### Task
Could you update the items from the line containing "target | biscuit" up to and including the last line, replacing "a point for each instance" with "one point per instance" and leaving everything else unchanged, then return only those lines?

### Data to process
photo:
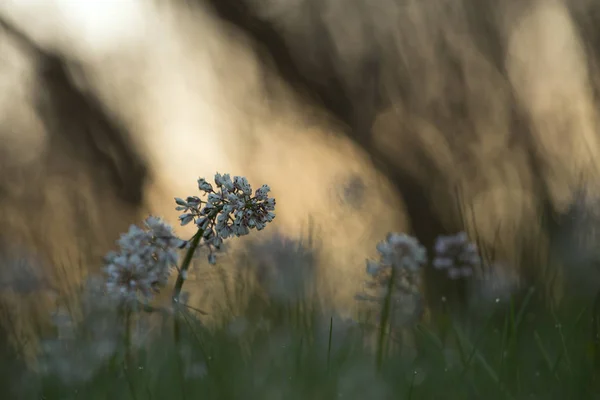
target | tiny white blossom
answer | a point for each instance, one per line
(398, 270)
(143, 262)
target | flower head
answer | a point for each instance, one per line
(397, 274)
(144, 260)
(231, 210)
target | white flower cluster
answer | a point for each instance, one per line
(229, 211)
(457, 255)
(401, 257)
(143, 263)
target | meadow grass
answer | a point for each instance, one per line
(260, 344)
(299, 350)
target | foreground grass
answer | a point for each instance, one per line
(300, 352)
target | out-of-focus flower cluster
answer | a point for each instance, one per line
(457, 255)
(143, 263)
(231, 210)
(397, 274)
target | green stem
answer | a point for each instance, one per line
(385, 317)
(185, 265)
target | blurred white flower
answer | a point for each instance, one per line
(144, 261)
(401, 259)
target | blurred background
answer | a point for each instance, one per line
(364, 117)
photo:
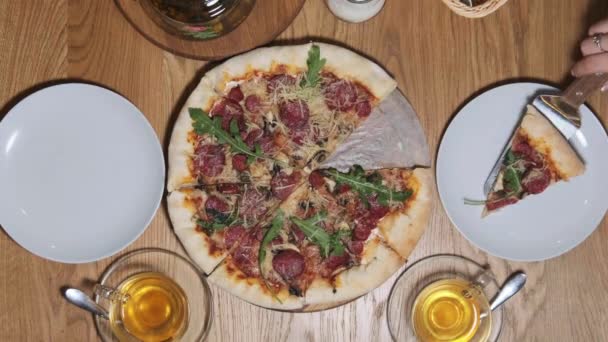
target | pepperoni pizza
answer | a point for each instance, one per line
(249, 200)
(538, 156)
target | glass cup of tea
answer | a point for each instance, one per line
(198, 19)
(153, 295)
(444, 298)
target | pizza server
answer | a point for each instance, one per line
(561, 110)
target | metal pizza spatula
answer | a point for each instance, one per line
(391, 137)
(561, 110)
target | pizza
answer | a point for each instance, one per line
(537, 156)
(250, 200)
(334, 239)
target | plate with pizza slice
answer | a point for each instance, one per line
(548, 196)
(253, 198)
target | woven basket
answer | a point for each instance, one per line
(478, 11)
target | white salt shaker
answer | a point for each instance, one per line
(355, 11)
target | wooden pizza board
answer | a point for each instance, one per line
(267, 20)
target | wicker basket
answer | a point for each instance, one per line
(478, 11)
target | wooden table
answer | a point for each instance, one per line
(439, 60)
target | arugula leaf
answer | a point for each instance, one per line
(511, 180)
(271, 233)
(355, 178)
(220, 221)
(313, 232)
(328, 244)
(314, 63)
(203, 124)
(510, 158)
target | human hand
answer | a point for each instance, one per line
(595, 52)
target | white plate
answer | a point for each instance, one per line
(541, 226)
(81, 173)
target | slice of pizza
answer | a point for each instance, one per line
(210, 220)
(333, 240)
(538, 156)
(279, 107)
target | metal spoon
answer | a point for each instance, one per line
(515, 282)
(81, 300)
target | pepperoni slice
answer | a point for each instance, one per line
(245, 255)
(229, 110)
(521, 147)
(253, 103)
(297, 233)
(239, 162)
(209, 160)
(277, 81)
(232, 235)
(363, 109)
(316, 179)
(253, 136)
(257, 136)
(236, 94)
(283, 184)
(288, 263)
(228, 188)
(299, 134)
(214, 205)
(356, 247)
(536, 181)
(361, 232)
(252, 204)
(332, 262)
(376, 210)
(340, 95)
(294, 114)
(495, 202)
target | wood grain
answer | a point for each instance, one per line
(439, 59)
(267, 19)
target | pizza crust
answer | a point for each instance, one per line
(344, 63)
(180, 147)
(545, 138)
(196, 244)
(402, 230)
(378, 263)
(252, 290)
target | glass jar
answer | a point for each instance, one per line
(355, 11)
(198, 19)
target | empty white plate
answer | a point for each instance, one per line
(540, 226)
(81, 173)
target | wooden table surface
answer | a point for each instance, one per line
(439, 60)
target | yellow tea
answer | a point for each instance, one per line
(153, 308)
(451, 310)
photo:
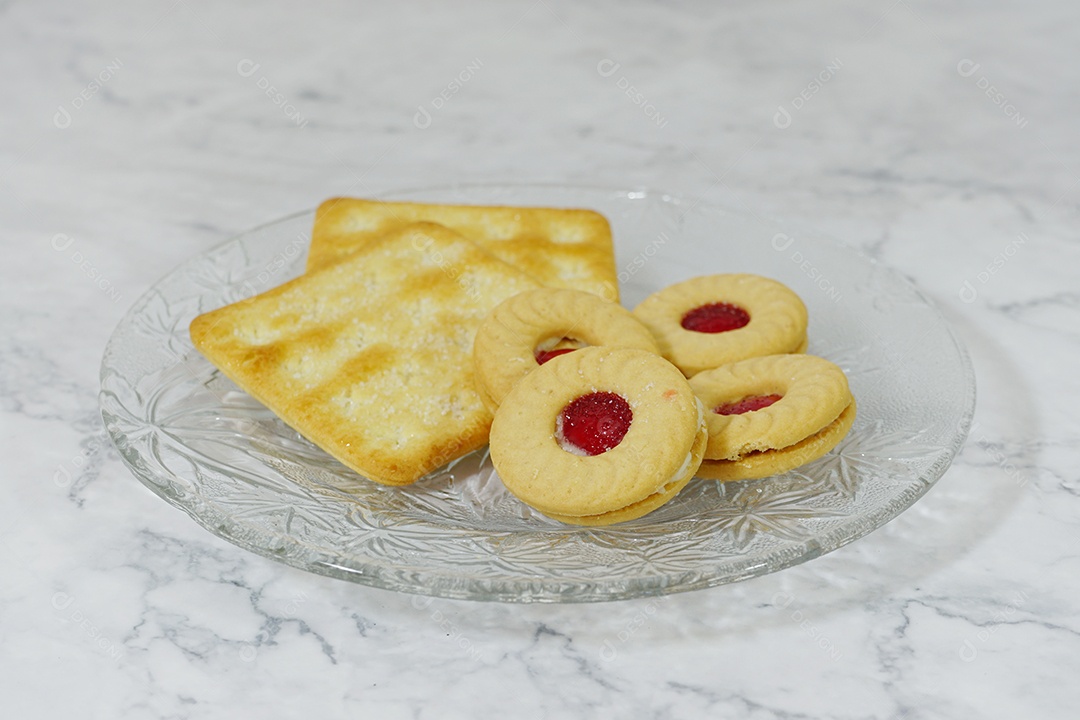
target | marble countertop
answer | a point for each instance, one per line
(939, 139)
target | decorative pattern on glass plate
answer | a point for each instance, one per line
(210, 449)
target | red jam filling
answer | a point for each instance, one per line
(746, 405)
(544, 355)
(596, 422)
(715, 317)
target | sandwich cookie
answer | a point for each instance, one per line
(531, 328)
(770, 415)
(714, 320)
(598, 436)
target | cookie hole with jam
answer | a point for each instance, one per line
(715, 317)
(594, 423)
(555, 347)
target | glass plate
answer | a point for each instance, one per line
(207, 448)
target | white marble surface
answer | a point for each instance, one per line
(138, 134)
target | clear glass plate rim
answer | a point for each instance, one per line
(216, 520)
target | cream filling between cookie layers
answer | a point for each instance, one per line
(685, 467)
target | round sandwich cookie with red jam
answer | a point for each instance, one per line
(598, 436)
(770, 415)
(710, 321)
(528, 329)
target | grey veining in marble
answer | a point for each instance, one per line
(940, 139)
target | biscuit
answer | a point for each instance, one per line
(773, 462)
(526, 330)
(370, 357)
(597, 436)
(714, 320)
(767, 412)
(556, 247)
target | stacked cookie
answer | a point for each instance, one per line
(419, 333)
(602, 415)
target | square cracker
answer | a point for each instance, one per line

### Solution for this task
target | biscuit
answer | one point per instance, one per line
(773, 462)
(526, 330)
(370, 357)
(597, 436)
(714, 320)
(767, 412)
(556, 247)
target | stacked cookie
answer | one point per instance, one per line
(419, 333)
(602, 415)
target | square cracker
answer | one point per instance, one per line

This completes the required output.